## Excerpt to read
------------------------------------------------------------------------

This image is from Netflix's official Youtube channel.

The Arts world is one filled with self-expression and introspection, whether from artist or from audience member. Naturally, this translates into many different ways of approaching the LGBTQ+ experience. For Pride Month, Daily Arts wanted to cover this self-search and love through our favorite forms of art, with this experience revealing more to the reader and writer about how many ways there are to celebrate and reflect on queerness.

Sometimes I can’t believe that “But I’m a Cheerleader” exists. A movie that features RuPaul as a goateed “ex-gay” named Mike who introduces himself by saying, “I, myself, was once a gay,” in its first few minutes feels unreal. It’s like it came out of the ether fully-formed, specifically to make me happy.

The film has a somewhat bleak premise on paper — Megan (Natasha Lyonne, “Russian Doll”), the titular cheerleader, is placed in a gay conversion therapy camp called True Directions after a number of factors (including but not limited to her vegetarianism, Melissa Etheridge posters in her room and the fact that she doesn’t like to kiss her boyfriend) lead her parents to believe that she is a lesbian. More recent movies about gay conversion therapy, like “Boy Erased” and “The Miseducation of Cameron Post,” might prime newcomers to “But I’m a Cheerleader” to expect a serious tone, intense religiosity as a central theme, a sort of beigey color palette and a bittersweet ending. I love it because it has none of those things.

------------------------------------------------------------------------

## Supplied entries
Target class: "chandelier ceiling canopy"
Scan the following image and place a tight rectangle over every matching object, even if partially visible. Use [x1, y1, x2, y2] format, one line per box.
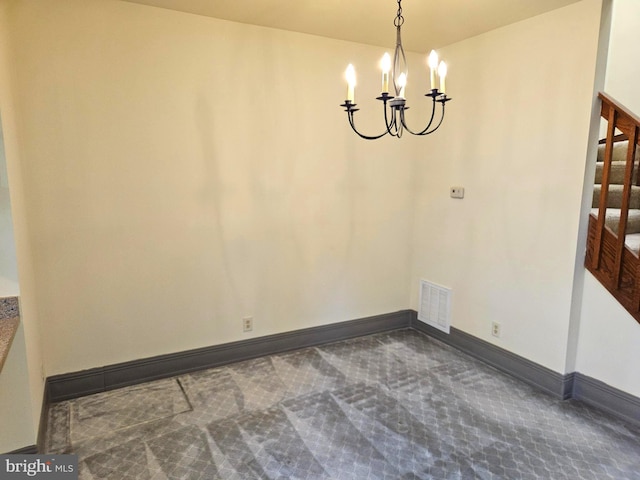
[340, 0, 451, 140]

------------------------------------------------------------------------

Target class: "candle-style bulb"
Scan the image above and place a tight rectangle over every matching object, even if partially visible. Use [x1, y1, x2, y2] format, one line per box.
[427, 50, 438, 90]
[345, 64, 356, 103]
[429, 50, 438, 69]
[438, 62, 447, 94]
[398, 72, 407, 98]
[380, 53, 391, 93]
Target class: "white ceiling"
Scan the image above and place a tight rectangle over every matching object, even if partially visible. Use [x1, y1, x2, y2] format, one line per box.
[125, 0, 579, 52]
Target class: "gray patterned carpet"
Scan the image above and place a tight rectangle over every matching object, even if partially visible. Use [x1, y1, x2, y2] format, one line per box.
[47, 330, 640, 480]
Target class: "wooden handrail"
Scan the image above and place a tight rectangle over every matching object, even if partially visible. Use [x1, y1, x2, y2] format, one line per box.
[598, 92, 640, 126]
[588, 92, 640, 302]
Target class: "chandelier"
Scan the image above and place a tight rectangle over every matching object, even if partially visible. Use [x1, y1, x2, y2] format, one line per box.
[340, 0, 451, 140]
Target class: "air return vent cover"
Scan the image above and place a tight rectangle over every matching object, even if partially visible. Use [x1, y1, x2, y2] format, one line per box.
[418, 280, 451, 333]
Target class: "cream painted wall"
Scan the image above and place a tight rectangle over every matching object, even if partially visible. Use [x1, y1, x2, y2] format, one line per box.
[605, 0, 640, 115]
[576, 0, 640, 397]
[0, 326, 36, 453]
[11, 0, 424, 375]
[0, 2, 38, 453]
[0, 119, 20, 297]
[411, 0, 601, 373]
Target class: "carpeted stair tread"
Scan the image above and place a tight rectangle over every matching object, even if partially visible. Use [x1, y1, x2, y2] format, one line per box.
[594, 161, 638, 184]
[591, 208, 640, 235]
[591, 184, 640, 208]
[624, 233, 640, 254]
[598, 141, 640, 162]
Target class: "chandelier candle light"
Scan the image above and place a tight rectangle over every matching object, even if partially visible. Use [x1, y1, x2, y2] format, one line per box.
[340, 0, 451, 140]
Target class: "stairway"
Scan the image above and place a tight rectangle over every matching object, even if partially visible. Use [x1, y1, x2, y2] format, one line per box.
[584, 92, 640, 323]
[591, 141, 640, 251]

------------------------------------------------------------------------

## Task A
From the film essay, pull out the passage between "The Arts world" and "make me happy.", inclusive.
## Task B
Translate this sentence from the film essay into Spanish: "It’s like it came out of the ether fully-formed, specifically to make me happy."
## Task C
Answer these questions using the film essay:
(i) Whose official YouTube channel is the image from?
(ii) Who plays Megan?
(iii) What is the conversion therapy camp called?

## Answer space A
The Arts world is one filled with self-expression and introspection, whether from artist or from audience member. Naturally, this translates into many different ways of approaching the LGBTQ+ experience. For Pride Month, Daily Arts wanted to cover this self-search and love through our favorite forms of art, with this experience revealing more to the reader and writer about how many ways there are to celebrate and reflect on queerness.

Sometimes I can’t believe that “But I’m a Cheerleader” exists. A movie that features RuPaul as a goateed “ex-gay” named Mike who introduces himself by saying, “I, myself, was once a gay,” in its first few minutes feels unreal. It’s like it came out of the ether fully-formed, specifically to make me happy.

## Answer space B
Es como si hubiera surgido de la nada ya completamente formada, específicamente para hacerme feliz.

## Answer space C
(i) Netflix's
(ii) Natasha Lyonne
(iii) True Directions